Render every line of the entries below as a numbered list, omitting blank lines.

----- Records to process

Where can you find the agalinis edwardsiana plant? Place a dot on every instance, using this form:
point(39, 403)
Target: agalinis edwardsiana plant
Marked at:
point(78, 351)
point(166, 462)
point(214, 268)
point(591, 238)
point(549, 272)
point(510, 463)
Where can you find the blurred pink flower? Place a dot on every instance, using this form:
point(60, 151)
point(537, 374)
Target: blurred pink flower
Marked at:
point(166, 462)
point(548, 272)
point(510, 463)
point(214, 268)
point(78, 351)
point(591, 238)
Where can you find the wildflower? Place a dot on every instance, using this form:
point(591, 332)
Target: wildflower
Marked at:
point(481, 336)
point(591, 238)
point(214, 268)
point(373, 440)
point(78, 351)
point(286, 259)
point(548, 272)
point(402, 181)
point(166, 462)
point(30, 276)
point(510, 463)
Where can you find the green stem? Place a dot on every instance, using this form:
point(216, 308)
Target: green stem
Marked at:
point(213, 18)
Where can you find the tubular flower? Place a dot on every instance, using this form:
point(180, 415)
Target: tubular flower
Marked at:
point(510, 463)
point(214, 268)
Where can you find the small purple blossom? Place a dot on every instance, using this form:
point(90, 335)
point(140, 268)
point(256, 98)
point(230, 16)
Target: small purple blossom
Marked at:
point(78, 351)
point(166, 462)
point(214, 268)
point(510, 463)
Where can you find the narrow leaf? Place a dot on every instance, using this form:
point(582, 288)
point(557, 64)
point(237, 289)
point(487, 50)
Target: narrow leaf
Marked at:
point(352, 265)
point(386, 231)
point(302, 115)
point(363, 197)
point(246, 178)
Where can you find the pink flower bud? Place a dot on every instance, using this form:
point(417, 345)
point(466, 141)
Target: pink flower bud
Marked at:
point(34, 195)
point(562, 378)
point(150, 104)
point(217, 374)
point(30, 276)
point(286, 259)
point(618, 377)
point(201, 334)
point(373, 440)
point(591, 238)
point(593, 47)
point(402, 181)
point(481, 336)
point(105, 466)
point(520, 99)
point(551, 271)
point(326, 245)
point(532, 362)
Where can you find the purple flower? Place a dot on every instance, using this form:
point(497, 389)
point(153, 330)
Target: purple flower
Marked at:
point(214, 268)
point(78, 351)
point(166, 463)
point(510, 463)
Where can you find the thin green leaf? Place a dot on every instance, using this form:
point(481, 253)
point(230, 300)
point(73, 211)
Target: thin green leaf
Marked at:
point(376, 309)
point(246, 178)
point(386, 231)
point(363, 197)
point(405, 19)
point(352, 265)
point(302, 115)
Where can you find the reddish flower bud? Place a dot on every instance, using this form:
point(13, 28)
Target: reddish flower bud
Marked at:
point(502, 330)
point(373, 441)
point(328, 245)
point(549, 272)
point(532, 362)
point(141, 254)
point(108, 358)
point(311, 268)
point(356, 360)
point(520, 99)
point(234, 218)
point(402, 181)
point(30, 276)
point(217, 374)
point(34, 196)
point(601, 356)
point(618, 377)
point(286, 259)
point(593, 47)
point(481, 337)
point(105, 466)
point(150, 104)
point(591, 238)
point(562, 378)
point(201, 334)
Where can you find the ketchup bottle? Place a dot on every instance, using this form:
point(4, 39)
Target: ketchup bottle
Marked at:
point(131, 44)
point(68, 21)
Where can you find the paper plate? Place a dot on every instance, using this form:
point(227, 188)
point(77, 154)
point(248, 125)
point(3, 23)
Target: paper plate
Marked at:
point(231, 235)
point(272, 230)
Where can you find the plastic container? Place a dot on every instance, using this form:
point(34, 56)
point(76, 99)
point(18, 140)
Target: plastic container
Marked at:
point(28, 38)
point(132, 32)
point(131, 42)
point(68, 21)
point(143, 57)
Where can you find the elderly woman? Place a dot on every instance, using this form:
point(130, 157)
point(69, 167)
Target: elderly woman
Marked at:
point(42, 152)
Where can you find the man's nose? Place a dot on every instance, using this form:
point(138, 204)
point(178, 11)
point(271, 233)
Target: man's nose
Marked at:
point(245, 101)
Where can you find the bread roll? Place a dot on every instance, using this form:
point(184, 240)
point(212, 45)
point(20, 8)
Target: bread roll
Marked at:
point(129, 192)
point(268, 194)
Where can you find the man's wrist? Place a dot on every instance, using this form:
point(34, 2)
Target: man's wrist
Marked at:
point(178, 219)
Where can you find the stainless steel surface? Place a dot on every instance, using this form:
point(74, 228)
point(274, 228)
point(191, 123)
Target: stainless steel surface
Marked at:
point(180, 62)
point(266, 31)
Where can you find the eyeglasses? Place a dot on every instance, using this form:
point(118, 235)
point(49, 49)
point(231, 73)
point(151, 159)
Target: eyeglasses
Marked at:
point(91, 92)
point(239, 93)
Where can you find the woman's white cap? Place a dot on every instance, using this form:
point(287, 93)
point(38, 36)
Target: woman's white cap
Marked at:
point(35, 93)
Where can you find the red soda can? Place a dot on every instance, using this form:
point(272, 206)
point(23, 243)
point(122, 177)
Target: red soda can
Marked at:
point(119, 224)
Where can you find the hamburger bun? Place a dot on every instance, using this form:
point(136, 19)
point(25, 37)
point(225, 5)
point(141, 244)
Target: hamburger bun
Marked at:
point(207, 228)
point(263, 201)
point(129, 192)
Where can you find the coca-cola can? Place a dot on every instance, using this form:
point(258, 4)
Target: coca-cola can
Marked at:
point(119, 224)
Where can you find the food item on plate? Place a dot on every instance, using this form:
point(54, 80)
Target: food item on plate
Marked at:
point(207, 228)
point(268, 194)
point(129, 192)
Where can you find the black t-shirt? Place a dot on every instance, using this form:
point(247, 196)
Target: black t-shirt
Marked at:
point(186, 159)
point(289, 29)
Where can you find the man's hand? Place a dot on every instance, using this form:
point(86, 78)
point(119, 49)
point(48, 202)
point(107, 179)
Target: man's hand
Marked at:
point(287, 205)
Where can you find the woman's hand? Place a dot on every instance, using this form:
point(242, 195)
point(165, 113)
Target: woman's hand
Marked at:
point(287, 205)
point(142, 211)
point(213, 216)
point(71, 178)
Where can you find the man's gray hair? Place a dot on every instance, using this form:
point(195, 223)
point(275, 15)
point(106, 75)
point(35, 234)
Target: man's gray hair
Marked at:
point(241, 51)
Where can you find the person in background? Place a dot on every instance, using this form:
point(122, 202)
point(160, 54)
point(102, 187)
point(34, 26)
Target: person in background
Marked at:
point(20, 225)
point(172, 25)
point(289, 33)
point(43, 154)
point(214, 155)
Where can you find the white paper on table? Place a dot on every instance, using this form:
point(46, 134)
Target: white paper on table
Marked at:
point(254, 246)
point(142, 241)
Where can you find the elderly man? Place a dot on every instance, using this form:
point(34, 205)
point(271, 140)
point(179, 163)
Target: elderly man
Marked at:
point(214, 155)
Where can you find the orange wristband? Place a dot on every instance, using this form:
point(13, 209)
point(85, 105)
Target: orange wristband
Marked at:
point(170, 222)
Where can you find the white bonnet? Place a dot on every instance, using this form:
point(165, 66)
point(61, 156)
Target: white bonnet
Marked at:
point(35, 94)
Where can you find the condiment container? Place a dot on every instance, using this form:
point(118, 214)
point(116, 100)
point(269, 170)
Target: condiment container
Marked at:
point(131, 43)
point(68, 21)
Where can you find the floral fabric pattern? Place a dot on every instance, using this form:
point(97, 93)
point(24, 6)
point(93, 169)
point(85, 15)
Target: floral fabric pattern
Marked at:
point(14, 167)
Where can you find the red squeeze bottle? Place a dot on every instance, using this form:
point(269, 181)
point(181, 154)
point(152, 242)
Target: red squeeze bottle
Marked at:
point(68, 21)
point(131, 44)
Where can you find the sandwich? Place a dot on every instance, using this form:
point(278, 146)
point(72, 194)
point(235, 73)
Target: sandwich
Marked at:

----------

- Full output:
1. Where can you find the agalinis edwardsiana plant? Place a dot on every instance, using this form:
2. point(39, 403)
3. Target: agalinis edwardsiana plant
4. Marked at:
5. point(78, 351)
6. point(166, 462)
7. point(214, 268)
8. point(591, 238)
9. point(549, 272)
10. point(510, 463)
11. Where can you find the blurred pink flower? Place a dot on every instance, using this form:
12. point(60, 151)
13. point(537, 374)
14. Target: blurred pink flower
15. Marked at:
16. point(166, 462)
17. point(548, 272)
18. point(510, 463)
19. point(214, 268)
20. point(78, 351)
21. point(591, 238)
22. Where can you find the wildflower? Place a dot on every instance, using this form:
23. point(591, 332)
24. Target: wildflower
25. Marked at:
26. point(481, 336)
27. point(591, 238)
28. point(214, 268)
29. point(373, 440)
30. point(78, 351)
31. point(286, 259)
32. point(548, 272)
33. point(402, 181)
34. point(166, 462)
35. point(30, 276)
36. point(510, 463)
37. Where can you find the green stem? Place a dot on every instance, using this form:
38. point(216, 308)
39. Target: green stem
40. Marked at:
41. point(213, 18)
42. Where can you find the tubular flower? Place a dot on every instance, using this form:
43. point(180, 415)
44. Target: tubular flower
45. Marked at:
46. point(510, 463)
47. point(214, 268)
48. Where can you find the small purple blossom? Place a dot on every instance, using this form:
49. point(90, 335)
50. point(140, 268)
51. point(256, 98)
52. point(230, 16)
53. Target: small purple blossom
54. Marked at:
55. point(78, 351)
56. point(166, 462)
57. point(214, 268)
58. point(510, 463)
59. Where can you find the narrow leaf? Place a dot on every instance, using this form:
60. point(582, 288)
61. point(557, 64)
62. point(237, 289)
63. point(487, 50)
64. Target: narrow leaf
65. Marked at:
66. point(352, 265)
67. point(386, 231)
68. point(302, 115)
69. point(363, 197)
70. point(246, 178)
71. Where can you find the pink flower bud? Place a dot on every instance, using this form:
72. point(417, 345)
73. point(466, 141)
74. Target: pink flower bud
75. Marked at:
76. point(34, 195)
77. point(562, 378)
78. point(150, 104)
79. point(217, 374)
80. point(30, 276)
81. point(286, 259)
82. point(618, 377)
83. point(201, 334)
84. point(373, 440)
85. point(591, 238)
86. point(593, 47)
87. point(402, 181)
88. point(481, 336)
89. point(105, 466)
90. point(520, 99)
91. point(551, 271)
92. point(326, 245)
93. point(532, 362)
94. Where can you find the purple flower? Place a dot on every instance, using this form:
95. point(497, 389)
96. point(153, 330)
97. Target: purple flower
98. Marked at:
99. point(214, 268)
100. point(78, 351)
101. point(166, 463)
102. point(510, 463)
103. Where can you find the thin green leaf? Place a dot on every instance, using this form:
104. point(481, 253)
105. point(230, 300)
106. point(73, 211)
107. Target: thin green leaf
108. Marked at:
109. point(376, 309)
110. point(246, 178)
111. point(386, 231)
112. point(363, 197)
113. point(405, 19)
114. point(352, 265)
115. point(302, 115)
116. Where can you find the reddish flower bud? Place a dot on every instance, using this form:
117. point(13, 28)
118. Target: reddish flower bud
119. Marked at:
120. point(502, 330)
121. point(373, 441)
122. point(328, 245)
123. point(549, 272)
124. point(532, 362)
125. point(141, 254)
126. point(108, 358)
127. point(311, 268)
128. point(356, 360)
129. point(520, 99)
130. point(234, 218)
131. point(402, 181)
132. point(30, 276)
133. point(217, 374)
134. point(34, 196)
135. point(601, 356)
136. point(618, 377)
137. point(286, 259)
138. point(593, 47)
139. point(481, 337)
140. point(105, 466)
141. point(150, 104)
142. point(591, 238)
143. point(562, 378)
144. point(201, 334)
145. Where can you find the ketchup bottle? Place a dot on every instance, using this form:
146. point(4, 39)
147. Target: ketchup bottle
148. Marked at:
149. point(131, 44)
150. point(68, 21)
151. Where can you find the paper plate? Place a dot on every instance, using this form:
152. point(227, 188)
153. point(77, 154)
154. point(248, 125)
155. point(3, 23)
156. Target: paper plate
157. Marked at:
158. point(231, 235)
159. point(272, 230)
160. Where can you find the plastic container? Place a dot on every instance, using this form:
161. point(34, 56)
162. point(76, 99)
163. point(18, 140)
164. Target: plastic container
165. Marked at:
166. point(28, 38)
167. point(132, 32)
168. point(131, 42)
169. point(68, 21)
170. point(143, 57)
171. Where can you find the elderly woman? Place a dot on every instance, using this form:
172. point(130, 157)
173. point(69, 167)
174. Target: elderly woman
175. Marked at:
176. point(42, 152)
177. Where can you find the man's nose? Place a dot on every instance, using this form:
178. point(138, 204)
179. point(178, 11)
180. point(271, 233)
181. Target: man's nose
182. Marked at:
183. point(245, 101)
184. Where can you find the bread roll? Place a dot on every instance, using this form:
185. point(184, 240)
186. point(212, 45)
187. point(20, 8)
188. Target: bread roll
189. Marked at:
190. point(129, 192)
191. point(268, 194)
192. Where can you find the man's wrist? Place a dot on every instance, using this form:
193. point(34, 2)
194. Target: man's wrist
195. Marked at:
196. point(178, 219)
197. Where can you find the stainless steel surface? Place a dot on every instance, using this form:
198. point(74, 228)
199. point(274, 228)
200. point(191, 123)
201. Target: stainless steel surface
202. Marked at:
203. point(180, 62)
204. point(266, 31)
205. Where can you find the eyeglasses? Place a dot on every instance, using this form:
206. point(118, 235)
207. point(49, 49)
208. point(231, 73)
209. point(151, 159)
210. Target: eyeglasses
211. Marked at:
212. point(91, 92)
213. point(239, 93)
214. Where can you find the woman's white cap? Place a dot on every instance, using this form:
215. point(287, 93)
216. point(38, 36)
217. Target: woman's white cap
218. Marked at:
219. point(35, 93)
220. Where can you find the red soda can? Place a dot on every instance, using this form:
221. point(272, 206)
222. point(23, 243)
223. point(122, 177)
224. Target: red soda can
225. Marked at:
226. point(119, 224)
227. Where can you find the hamburger bun? Place a dot on every instance, using this form:
228. point(136, 19)
229. point(25, 37)
230. point(225, 5)
231. point(141, 244)
232. Target: hamburger bun
233. Marked at:
234. point(207, 228)
235. point(263, 201)
236. point(129, 192)
237. Where can you find the coca-cola can? Place a dot on every instance, using this form:
238. point(258, 4)
239. Target: coca-cola can
240. Marked at:
241. point(119, 224)
242. Where can you find the food item on plate? Place a dot on every instance, using this form:
243. point(54, 80)
244. Target: food item on plate
245. Marked at:
246. point(207, 228)
247. point(268, 194)
248. point(129, 192)
249. Where can you find the black t-shirt? Place a dot on every instance, using this form:
250. point(247, 196)
251. Target: black t-shirt
252. Marked at:
253. point(186, 159)
254. point(289, 29)
255. Where can you find the man's hand? Place a dot on every instance, using this form:
256. point(86, 78)
257. point(119, 49)
258. point(48, 202)
259. point(107, 179)
260. Target: man's hand
261. Marked at:
262. point(287, 205)
263. Where can you find the woman's hand? Place a dot on every instance, using this form:
264. point(242, 195)
265. point(165, 113)
266. Target: woman's hand
267. Marked at:
268. point(287, 205)
269. point(142, 211)
270. point(213, 216)
271. point(71, 178)
272. Where can you find the man's gray hair? Place a dot on every instance, using this form:
273. point(195, 223)
274. point(275, 15)
275. point(106, 75)
276. point(35, 234)
277. Target: man's gray hair
278. Marked at:
279. point(241, 51)
280. Where can you find the person in background? Place a dot on every instance, using this form:
281. point(122, 202)
282. point(160, 54)
283. point(102, 187)
284. point(34, 26)
285. Target: person in background
286. Marked at:
287. point(20, 225)
288. point(172, 25)
289. point(289, 33)
290. point(43, 154)
291. point(214, 155)
292. Where can you find the white paper on table? Place a dot on every instance, using this form:
293. point(46, 134)
294. Target: white paper on table
295. Marked at:
296. point(254, 246)
297. point(142, 241)
298. Where can you find the elderly man? Place a dot on every instance, using this form:
299. point(34, 205)
300. point(271, 140)
301. point(179, 163)
302. Target: elderly man
303. Marked at:
304. point(214, 155)
305. Where can you find the orange wristband? Place a dot on every instance, using this form:
306. point(13, 209)
307. point(85, 105)
308. Target: orange wristband
309. Marked at:
310. point(170, 222)
311. Where can you find the white bonnet? Place a dot on every instance, using this form:
312. point(165, 66)
313. point(61, 156)
314. Target: white bonnet
315. Marked at:
316. point(35, 94)
317. Where can you find the condiment container? Place a dot on every instance, using this form:
318. point(118, 214)
319. point(116, 100)
320. point(269, 170)
321. Target: condiment container
322. Marked at:
323. point(131, 43)
324. point(68, 21)
325. Where can you find the floral fabric pattern? Place a dot on every instance, using this form:
326. point(97, 93)
327. point(24, 6)
328. point(93, 169)
329. point(85, 15)
330. Target: floral fabric pattern
331. Marked at:
332. point(14, 167)
333. Where can you find the red squeeze bottle? Place a dot on every instance, using this form:
334. point(269, 181)
335. point(181, 154)
336. point(152, 242)
337. Target: red squeeze bottle
338. Marked at:
339. point(68, 21)
340. point(131, 44)
341. Where can you find the sandwich? Place a dot on every instance, using this form:
342. point(278, 146)
343. point(72, 194)
344. point(235, 73)
345. Target: sandwich
346. Marked at:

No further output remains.